Okay, so you can understand how ridiculous this movie is, and that’s why it is so welcome when so many superhero movies these days are so dark, dreary, gritty, and dull. Venom is silly and comical. Hardy is in nearly every scene, and he’s very funny as he plays the earnest loser Eddie as well as voices the threatening Venom, who talks with Eddie and at times controls him. Williams is lovely and radiates intelligence and kindness as Eddie’s smart and loyal ex. Riz Ahmed plays the billionaire Carlton Drake with a very believable sense of visionary charisma. You actually believe that he believes he’s doing good by experimenting on homeless people with alien substances in order to somehow save mankind. There is also Scott Haze, Reid Scott, Jenny Slate, and Melora Walters all doing good work.

I think a lot of viewers were disappointed with Venom because it’s absurd. Hardy himself likened the dynamic between Eddie and Venom to that of Ren and Stimpy, and said he was influenced by such disparate sources as Woody Allen, Colin McGregor, and the rapper Redman in his performance (who else commands Hardy’s love of both highbrow and lowbrow?). The sci-fi fish out of water premise as well as the fighting between Eddie and Venom certainly and lovingly recall other works including The Thing, The Fly, An American Werewolf in Paris, and especially Sam Raimi’s Evil Dead movies. In fact, Venom is very much like Spiderman meets Evil Dead, what I would have liked Raimi’s Spiderman movies to have been like. Andy Serkis is set to put out a Venom sequel in October this year. I hope it’s half as good as this one.

=======

→ Exercise
Name every other work that the Venom review says the film's premise and the fighting between Eddie and Venom recall. The listing that comes next is separate from the Venom review.

Segmentation labeling listing
=======

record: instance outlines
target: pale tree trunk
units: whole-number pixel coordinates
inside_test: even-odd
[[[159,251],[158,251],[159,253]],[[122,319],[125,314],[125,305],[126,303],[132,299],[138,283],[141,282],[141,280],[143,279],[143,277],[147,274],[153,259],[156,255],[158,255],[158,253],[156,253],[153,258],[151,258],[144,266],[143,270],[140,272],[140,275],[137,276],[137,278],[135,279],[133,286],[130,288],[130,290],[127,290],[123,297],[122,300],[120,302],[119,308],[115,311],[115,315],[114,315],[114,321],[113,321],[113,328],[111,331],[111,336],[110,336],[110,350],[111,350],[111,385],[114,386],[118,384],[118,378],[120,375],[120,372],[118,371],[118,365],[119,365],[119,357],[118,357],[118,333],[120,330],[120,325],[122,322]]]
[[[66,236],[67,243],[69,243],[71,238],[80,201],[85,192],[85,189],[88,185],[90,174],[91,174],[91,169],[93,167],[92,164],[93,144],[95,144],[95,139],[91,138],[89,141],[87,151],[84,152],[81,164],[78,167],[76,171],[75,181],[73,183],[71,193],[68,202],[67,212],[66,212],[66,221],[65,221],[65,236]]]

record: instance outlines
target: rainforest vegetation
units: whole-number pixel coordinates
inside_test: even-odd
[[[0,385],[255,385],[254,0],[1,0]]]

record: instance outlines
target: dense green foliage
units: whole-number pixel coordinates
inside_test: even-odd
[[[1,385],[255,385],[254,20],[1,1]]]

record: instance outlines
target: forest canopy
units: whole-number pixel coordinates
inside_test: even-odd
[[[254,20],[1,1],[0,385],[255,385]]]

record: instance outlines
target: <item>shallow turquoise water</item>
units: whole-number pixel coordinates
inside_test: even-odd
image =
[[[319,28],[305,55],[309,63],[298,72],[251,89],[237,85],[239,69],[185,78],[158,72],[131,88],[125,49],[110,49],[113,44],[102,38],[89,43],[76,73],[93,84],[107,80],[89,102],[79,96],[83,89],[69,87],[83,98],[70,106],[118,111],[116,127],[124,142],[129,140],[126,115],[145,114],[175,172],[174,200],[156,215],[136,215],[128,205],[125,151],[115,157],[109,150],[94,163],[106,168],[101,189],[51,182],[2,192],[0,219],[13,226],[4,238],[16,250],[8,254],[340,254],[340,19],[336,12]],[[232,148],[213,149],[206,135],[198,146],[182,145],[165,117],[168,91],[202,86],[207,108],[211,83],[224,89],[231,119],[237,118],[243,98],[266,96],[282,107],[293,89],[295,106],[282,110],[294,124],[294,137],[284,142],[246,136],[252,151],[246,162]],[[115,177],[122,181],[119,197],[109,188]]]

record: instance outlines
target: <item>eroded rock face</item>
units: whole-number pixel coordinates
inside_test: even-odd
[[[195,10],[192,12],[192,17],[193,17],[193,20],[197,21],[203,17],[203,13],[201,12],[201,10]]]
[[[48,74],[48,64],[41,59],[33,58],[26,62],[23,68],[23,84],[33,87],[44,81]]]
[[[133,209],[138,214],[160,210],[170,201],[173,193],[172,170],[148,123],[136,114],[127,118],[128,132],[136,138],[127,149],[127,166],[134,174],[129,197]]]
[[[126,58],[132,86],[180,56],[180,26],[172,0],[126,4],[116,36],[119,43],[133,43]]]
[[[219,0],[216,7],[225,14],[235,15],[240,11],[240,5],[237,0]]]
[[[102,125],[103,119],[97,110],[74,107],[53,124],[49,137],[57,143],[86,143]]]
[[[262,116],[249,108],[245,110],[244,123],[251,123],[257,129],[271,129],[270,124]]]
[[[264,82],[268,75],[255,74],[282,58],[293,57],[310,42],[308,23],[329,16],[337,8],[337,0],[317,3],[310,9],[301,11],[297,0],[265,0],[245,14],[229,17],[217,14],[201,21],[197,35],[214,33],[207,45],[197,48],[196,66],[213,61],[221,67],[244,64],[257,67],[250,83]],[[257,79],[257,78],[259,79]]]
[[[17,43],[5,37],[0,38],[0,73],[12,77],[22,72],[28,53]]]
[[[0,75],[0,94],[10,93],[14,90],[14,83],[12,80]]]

=======

→ Answer in full
The Thing, The Fly, An American Werewolf in Paris, and Sam Raimi's Evil Dead movies.